** Task inputs follows **

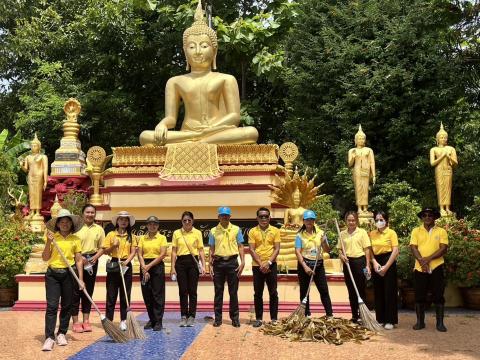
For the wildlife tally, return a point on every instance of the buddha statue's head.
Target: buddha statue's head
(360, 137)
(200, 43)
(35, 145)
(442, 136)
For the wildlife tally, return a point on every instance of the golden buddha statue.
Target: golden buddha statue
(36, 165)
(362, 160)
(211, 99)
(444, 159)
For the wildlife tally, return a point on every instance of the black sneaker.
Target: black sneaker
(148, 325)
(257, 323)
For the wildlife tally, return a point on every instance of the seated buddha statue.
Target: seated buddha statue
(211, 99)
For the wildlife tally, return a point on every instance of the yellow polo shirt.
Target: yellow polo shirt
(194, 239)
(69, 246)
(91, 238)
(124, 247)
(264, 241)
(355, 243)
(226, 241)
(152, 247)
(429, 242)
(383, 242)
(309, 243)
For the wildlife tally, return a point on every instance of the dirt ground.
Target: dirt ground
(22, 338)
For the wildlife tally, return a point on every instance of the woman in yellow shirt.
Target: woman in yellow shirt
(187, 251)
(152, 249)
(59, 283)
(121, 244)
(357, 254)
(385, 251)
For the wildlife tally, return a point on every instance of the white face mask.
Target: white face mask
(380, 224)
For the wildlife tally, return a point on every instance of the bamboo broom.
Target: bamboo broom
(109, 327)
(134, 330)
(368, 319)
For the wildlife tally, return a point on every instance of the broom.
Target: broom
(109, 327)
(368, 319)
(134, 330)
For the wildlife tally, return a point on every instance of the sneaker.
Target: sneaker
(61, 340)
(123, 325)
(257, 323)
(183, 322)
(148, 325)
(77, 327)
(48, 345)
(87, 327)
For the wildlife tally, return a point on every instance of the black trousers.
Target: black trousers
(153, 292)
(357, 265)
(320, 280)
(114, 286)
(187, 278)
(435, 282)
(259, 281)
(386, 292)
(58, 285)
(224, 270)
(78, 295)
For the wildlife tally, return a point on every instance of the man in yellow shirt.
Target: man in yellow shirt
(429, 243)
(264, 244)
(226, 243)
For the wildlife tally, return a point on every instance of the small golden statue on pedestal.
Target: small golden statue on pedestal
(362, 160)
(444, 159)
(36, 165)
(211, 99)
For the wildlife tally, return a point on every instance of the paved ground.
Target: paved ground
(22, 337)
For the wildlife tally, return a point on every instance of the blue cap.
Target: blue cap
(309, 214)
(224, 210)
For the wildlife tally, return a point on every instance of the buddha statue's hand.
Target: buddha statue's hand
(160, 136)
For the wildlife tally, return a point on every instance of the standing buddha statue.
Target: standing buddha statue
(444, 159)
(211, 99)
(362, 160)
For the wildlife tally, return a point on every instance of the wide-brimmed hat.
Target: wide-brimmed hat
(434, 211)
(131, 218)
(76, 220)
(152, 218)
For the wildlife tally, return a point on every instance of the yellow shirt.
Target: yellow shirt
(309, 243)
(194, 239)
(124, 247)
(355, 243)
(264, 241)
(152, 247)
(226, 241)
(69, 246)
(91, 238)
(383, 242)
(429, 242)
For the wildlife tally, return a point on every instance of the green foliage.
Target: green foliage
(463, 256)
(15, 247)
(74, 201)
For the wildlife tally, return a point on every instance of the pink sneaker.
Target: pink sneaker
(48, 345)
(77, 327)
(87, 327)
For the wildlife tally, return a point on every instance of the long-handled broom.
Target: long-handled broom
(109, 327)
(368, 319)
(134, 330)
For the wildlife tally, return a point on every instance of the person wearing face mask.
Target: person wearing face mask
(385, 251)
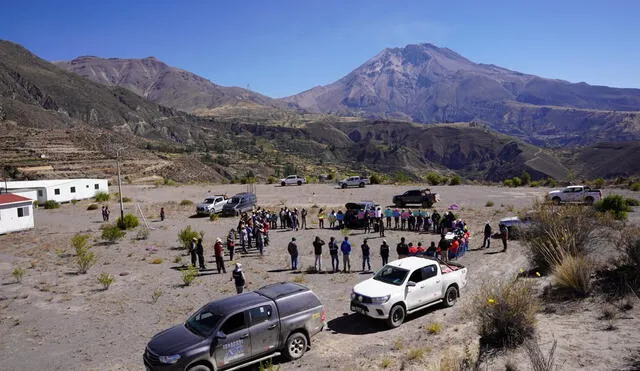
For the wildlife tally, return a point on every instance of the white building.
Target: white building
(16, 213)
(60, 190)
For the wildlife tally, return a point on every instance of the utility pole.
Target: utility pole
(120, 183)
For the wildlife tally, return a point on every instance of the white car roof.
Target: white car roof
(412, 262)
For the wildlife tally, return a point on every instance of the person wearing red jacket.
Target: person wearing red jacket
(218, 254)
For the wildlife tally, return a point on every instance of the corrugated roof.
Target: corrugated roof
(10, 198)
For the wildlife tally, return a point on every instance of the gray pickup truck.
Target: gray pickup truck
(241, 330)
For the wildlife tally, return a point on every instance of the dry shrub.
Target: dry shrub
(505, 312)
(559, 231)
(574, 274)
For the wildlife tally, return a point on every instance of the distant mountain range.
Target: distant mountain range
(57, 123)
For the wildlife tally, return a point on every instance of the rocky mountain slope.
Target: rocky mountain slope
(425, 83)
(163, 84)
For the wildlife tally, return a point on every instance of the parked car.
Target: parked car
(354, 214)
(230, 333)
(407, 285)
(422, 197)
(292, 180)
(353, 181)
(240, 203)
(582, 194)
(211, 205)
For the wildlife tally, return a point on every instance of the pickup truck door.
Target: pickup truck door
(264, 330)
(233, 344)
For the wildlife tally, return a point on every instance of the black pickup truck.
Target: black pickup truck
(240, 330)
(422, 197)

** End of Task inputs **

Please reproduce each entry exactly as given and omit the pictures.

For the wildlife tally, return a point on every instance of the buddha statue's head.
Target: buddha statue's head
(360, 137)
(200, 43)
(35, 145)
(442, 136)
For the wildlife tally, return a point on every instance of the golden buddha statue.
Target: golden buddha statue
(36, 165)
(362, 160)
(211, 99)
(444, 159)
For the wildlife tally, return a point on every instance of the black sneaker.
Target: black sneaker
(148, 325)
(257, 323)
For the wildlife tally, return a point on every instance of the seated buddha statue.
Target: seated buddha statue
(211, 99)
For the wildlife tally, return a point on every instance of the yellow polo shirt.
Target: yellow polo shirt
(194, 239)
(69, 246)
(91, 238)
(124, 247)
(264, 241)
(355, 243)
(226, 241)
(152, 247)
(429, 242)
(383, 242)
(309, 243)
For the wildlife tally, return a point on every instance of the dirt ground.
Target: dirt ground
(22, 338)
For the wildlife tally, return a point on every instance of the woman in yellow shirt.
Target: woman in yellow shirt
(187, 251)
(152, 249)
(59, 283)
(121, 244)
(357, 254)
(385, 251)
For the wildlife tally, return a point on every instance of the white face mask.
Target: white face mask
(380, 224)
For the wildlife tally, return a point on every instance of the bamboo broom.
Target: bamboo broom
(109, 327)
(134, 330)
(368, 319)
For the wildlife tally, return a point on every instance of the broom.
Target: broom
(109, 327)
(368, 319)
(134, 330)
For the wildlife tally, return a point on every instance of the sneaker.
Target: sneaker
(61, 340)
(123, 325)
(257, 323)
(183, 322)
(148, 325)
(77, 327)
(48, 345)
(87, 327)
For the wildlife tally, return a point on every instance of the black trousers.
Target: black trousers
(153, 292)
(357, 265)
(320, 280)
(114, 286)
(187, 278)
(435, 282)
(259, 281)
(386, 292)
(58, 285)
(224, 270)
(78, 295)
For the wildlife tally, return a point on every instance of the man in yellow shirt.
Target: man in yellow shirt
(429, 243)
(264, 244)
(226, 243)
For the wildlife tally, return a point on every instance of the small golden statue on pedestal.
Target: small golden statue on pedestal
(362, 160)
(444, 159)
(36, 165)
(211, 99)
For the wildlife tally, return a point on every instance of the paved ground.
Target: paved ground
(22, 337)
For the wildlife tally, return a point on every instance of the blue cap.
Target: blue cap
(309, 214)
(224, 210)
For the wildlife tally, return a point on every instance of the buddha statue's hand.
Target: buddha statue's hand
(160, 136)
For the wildlife tally, return a point on every instance of the standing buddha statue.
Target: standing buddha statue
(444, 159)
(211, 99)
(362, 160)
For the wildlife tally, return a point on every instance of the wide-brimmed hat.
Target: wide-brimmed hat
(434, 211)
(131, 218)
(76, 220)
(152, 218)
For the wildlife tally, return a point on every instance of the yellow shirt.
Target: yellow shirt
(309, 243)
(194, 239)
(124, 247)
(355, 243)
(264, 241)
(152, 247)
(226, 241)
(69, 246)
(91, 238)
(383, 242)
(429, 242)
For the wildlife tally, return a point on every instance of the green foliage.
Target: green foliage
(463, 256)
(15, 247)
(74, 201)
For the wildlife tally, return a point on every instance of the pink sneaker.
Target: pink sneaker
(48, 345)
(77, 327)
(87, 327)
For the wildlife tally, return a point on every instance of the long-handled broom.
Target: long-handled broom
(109, 327)
(368, 319)
(134, 330)
For the wildlife tally, return a point on every instance of the person wearing face mask.
Target: person wearing face mask
(385, 251)
For the wildlife tally, return a point on every instance of the white building.
Target: white building
(16, 213)
(60, 190)
For the wildlife tally, return a point on every instance of the utility pole.
Target: utility pole
(120, 183)
For the wildlife tally, return a point on every instance of the white car roof.
Target: white car roof
(412, 262)
For the wildlife tally, return a point on every instance of the person wearing red jacket.
Target: person wearing red jacket
(218, 254)
For the wildlife tally, return a point on every instance of the corrugated roof.
Target: corrugated roof
(10, 198)
For the wildlife tally, return a point on every instance of the gray pickup truck.
Target: gray pickup truck
(241, 330)
For the wildlife tally, return a point on every instance of the dry shrub.
Target: dry shrub
(505, 312)
(559, 231)
(574, 274)
For the wildlife tally, return a point on every instance of the distant mountain range.
Target: distant mountain range
(57, 123)
For the wildlife tally, return a point on every instance of the rocky mountain slope.
Target: rocky mountain slope
(425, 83)
(163, 84)
For the wildlife tally, return a point on every instance of the parked car.
Target: parked car
(354, 214)
(230, 333)
(407, 285)
(422, 197)
(292, 180)
(353, 181)
(240, 203)
(582, 194)
(211, 205)
For the wildlife tally, return a point on every instance of the pickup truck door.
Target: pickup truck door
(264, 330)
(233, 344)
For the wildlife tally, return a point on every instance of the black pickup truck.
Target: black pickup truck
(240, 330)
(422, 197)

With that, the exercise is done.